**PASSAGE SHOWN:**

Baseball season finally is upon us, and hope springs eternal in Fort Myers, Fla.
The Boston Red Sox enter 2017 with raised expectations, having landed stud starter Chris Sale in the offseason. But before Sale and the Sox set out to meeting those expectations, they’ll navigate through spring training, a six-week span in which established veterans will get back into playing shape and others will fight for jobs.
Spring training games obviously don’t count, but Boston has enough position battles to add some intrigue to its exhibition slate. For several players, how they perform in the spring could determine where on the depth chart they’ll begin the 2017 season.
With that in mind, let’s look at which Red Sox have the most to gain and the most to lose this spring — including one guy who fits both bills.

**DATA SECTION:**
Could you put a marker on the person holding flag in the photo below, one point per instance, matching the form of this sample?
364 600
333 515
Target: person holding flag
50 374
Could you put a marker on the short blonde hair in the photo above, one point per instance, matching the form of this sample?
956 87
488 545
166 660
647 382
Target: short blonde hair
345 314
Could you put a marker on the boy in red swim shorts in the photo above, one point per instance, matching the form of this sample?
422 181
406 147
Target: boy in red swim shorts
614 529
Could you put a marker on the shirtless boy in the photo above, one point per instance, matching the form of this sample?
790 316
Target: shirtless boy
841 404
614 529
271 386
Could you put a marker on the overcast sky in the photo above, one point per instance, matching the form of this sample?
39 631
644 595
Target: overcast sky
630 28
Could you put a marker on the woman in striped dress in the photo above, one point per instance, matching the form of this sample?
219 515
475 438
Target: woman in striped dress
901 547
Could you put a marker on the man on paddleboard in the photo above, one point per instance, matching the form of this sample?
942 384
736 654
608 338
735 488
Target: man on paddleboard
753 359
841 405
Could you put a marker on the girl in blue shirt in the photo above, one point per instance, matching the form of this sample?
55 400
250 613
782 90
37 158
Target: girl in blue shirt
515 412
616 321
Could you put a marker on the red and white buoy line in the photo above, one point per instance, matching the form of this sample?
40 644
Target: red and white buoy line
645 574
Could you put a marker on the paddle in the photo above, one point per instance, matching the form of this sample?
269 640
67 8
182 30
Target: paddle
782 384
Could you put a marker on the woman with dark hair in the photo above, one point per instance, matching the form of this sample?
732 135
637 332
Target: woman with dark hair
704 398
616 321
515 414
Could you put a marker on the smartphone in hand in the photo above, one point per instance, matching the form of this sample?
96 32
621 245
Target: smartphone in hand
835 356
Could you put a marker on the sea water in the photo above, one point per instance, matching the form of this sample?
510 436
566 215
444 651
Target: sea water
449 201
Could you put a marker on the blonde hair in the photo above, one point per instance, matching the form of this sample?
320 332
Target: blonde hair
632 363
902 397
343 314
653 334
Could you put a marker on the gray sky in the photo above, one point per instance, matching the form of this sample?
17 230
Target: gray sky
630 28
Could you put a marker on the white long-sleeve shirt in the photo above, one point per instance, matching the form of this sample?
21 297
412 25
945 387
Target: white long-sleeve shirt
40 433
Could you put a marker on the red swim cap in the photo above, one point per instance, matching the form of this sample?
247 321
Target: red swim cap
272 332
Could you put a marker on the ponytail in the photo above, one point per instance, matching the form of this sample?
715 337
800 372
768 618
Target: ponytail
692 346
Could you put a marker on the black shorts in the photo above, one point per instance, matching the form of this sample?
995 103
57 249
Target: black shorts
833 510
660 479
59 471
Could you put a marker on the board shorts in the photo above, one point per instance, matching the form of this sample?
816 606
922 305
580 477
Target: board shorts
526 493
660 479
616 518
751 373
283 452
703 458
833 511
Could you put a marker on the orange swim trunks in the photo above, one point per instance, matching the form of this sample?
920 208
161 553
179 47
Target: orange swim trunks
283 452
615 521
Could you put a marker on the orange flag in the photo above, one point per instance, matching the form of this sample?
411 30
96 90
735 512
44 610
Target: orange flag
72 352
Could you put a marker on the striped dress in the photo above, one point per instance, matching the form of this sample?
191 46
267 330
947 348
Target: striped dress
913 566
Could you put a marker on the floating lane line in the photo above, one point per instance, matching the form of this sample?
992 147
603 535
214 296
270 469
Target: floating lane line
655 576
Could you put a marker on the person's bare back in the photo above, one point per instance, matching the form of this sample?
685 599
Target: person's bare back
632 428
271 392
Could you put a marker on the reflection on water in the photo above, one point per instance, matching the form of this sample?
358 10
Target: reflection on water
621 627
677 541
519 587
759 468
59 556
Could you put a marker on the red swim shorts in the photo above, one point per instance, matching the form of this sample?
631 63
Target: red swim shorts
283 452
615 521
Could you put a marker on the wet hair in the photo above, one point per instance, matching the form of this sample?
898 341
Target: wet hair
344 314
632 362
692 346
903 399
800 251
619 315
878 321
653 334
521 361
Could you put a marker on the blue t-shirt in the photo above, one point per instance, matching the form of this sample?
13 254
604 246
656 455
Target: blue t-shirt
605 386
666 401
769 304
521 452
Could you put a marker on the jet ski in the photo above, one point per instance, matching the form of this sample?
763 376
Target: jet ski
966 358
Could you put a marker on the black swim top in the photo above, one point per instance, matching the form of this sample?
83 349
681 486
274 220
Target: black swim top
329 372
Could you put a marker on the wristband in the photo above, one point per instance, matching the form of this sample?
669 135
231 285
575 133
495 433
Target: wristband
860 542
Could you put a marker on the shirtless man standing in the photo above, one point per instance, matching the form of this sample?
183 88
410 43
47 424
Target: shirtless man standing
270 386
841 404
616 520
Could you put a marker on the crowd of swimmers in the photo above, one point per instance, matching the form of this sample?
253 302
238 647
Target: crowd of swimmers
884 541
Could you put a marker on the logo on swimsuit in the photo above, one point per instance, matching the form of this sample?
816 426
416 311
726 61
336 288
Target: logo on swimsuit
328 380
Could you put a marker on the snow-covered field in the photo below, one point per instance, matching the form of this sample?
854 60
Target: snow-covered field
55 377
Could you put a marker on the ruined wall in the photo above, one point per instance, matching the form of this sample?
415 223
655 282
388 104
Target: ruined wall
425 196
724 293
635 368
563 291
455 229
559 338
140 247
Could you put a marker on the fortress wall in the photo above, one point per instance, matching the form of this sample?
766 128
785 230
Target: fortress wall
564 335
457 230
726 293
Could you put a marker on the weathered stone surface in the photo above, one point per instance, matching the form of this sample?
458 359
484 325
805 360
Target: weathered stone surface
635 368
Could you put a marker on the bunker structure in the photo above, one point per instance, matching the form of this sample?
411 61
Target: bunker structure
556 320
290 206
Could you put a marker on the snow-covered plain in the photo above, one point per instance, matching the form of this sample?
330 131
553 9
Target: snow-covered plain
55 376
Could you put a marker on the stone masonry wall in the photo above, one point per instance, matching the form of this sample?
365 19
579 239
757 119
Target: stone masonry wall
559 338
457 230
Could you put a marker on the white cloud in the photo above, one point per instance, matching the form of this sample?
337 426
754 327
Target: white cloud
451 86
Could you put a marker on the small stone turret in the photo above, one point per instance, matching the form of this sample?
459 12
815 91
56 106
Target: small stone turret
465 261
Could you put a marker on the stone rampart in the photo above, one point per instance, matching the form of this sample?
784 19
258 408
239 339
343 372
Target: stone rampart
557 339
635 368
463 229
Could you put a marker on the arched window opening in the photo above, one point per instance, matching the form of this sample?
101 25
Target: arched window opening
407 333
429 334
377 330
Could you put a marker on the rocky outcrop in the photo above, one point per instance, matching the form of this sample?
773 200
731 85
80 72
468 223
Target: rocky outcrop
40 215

**PROBLEMS TO SOLVE:**
**a)** Can you reproduce the Red Sox spring training article word for word, from "Baseball season finally" up to and including "fits both bills."?
**b)** Could you carry on the Red Sox spring training article, starting right after its last sentence?
The data is separate material, apart from the Red Sox spring training article.

**ANSWERS:**
**a)**
Baseball season finally is upon us, and hope springs eternal in Fort Myers, Fla.
The Boston Red Sox enter 2017 with raised expectations, having landed stud starter Chris Sale in the offseason. But before Sale and the Sox set out to meeting those expectations, they’ll navigate through spring training, a six-week span in which established veterans will get back into playing shape and others will fight for jobs.
Spring training games obviously don’t count, but Boston has enough position battles to add some intrigue to its exhibition slate. For several players, how they perform in the spring could determine where on the depth chart they’ll begin the 2017 season.
With that in mind, let’s look at which Red Sox have the most to gain and the most to lose this spring — including one guy who fits both bills.

**b)**
MOST TO GAIN
1. Christian Vazquez: Vazquez’s road to recovery after 2015 Tommy John surgery has been a long one. The 26-year-old finally is healthy entering 2017, though, and can make a run at the starting catcher job with a solid spring. Defense never has been an issue for Vazquez, so if he can prove his offensive worth at the plate, he could give manager John Farrell a reason to play him over Sandy Leon.
2. Pablo Sandoval: Sandoval’s loss could be Boston’s gain, as the third baseman shedded weight this offseason while vowing to turn around his underwhelming Red Sox tenure. Spring training will mark the his first time on a major league diamond since last April, and a productive camp would help prove all of those Instagram workout videos weren’t just for show.
3. Joe Kelly: Yes, Boston acquired Tyler Thornburg this winter to be its primary setup man. But Kelly pitched very well down the stretch last season as a late-inning reliever, and his fine performances didn’t go unnoticed. If the fireballing right-hander can carry that momentum into an effective spring, he could gain Farrell’s confidence as someone to turn to late in games.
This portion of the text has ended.